Task statement
For the data below, give again exactly the lines from the one containing "Target: black polka dot dress" through the one containing "Target: pink flamenco dress", both ends included, and no others.

Input data

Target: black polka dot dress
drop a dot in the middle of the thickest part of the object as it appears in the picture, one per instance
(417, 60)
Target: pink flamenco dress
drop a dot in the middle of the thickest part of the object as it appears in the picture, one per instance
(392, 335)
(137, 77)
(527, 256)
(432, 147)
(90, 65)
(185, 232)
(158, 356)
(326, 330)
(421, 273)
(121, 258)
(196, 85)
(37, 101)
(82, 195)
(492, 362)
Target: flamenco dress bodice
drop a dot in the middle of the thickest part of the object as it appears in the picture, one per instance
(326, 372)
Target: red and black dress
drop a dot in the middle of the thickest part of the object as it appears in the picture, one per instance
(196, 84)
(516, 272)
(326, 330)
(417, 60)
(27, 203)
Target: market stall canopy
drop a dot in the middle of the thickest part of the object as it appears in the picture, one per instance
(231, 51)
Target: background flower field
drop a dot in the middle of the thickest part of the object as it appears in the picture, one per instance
--
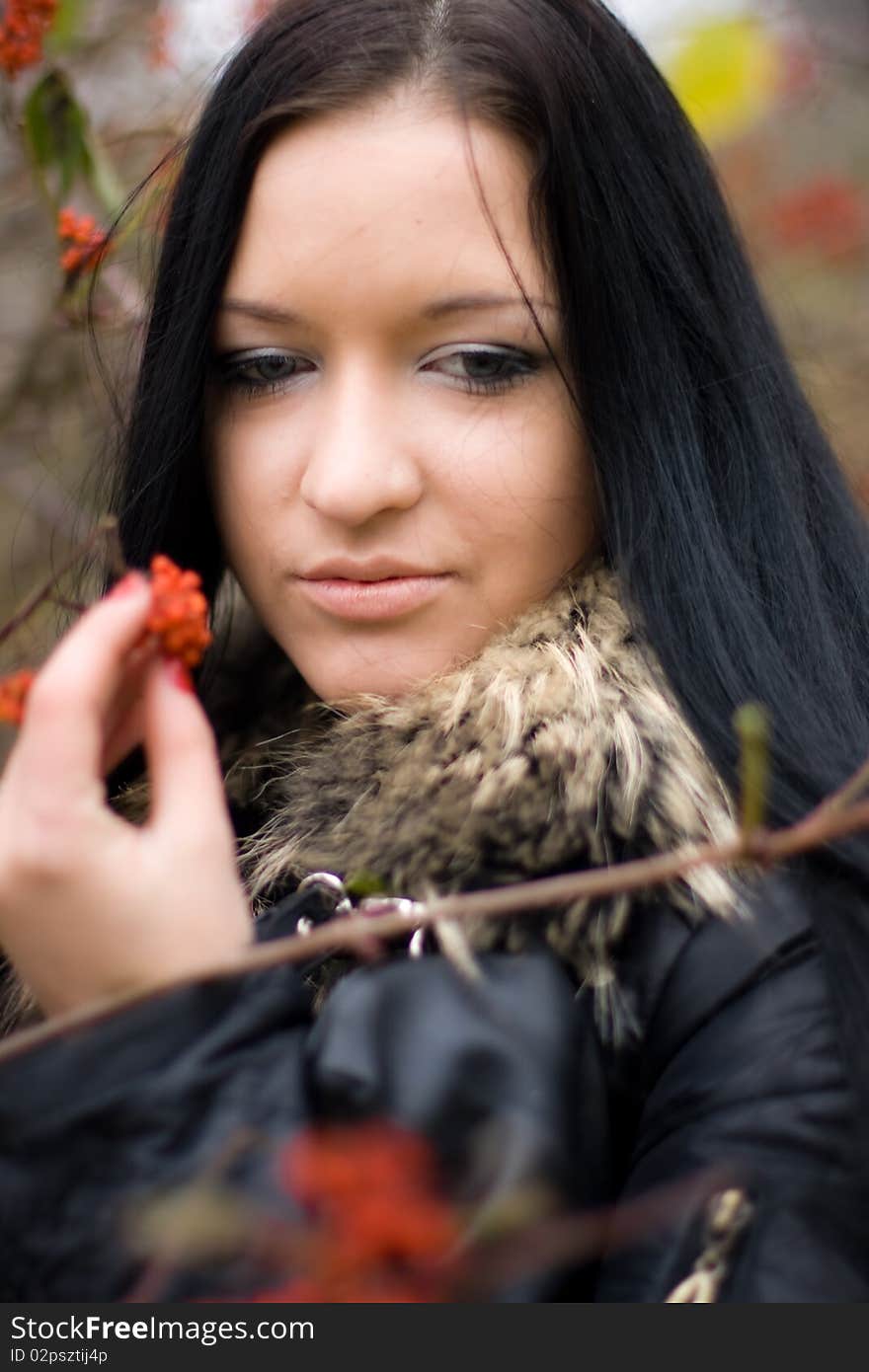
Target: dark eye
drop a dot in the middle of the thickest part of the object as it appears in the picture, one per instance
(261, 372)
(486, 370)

Result of the task
Target: black polka dot dress
drop a dot in the middle of the thickest part of the object as it appears in the picture, one per instance
(417, 60)
Target: pink flamenco dress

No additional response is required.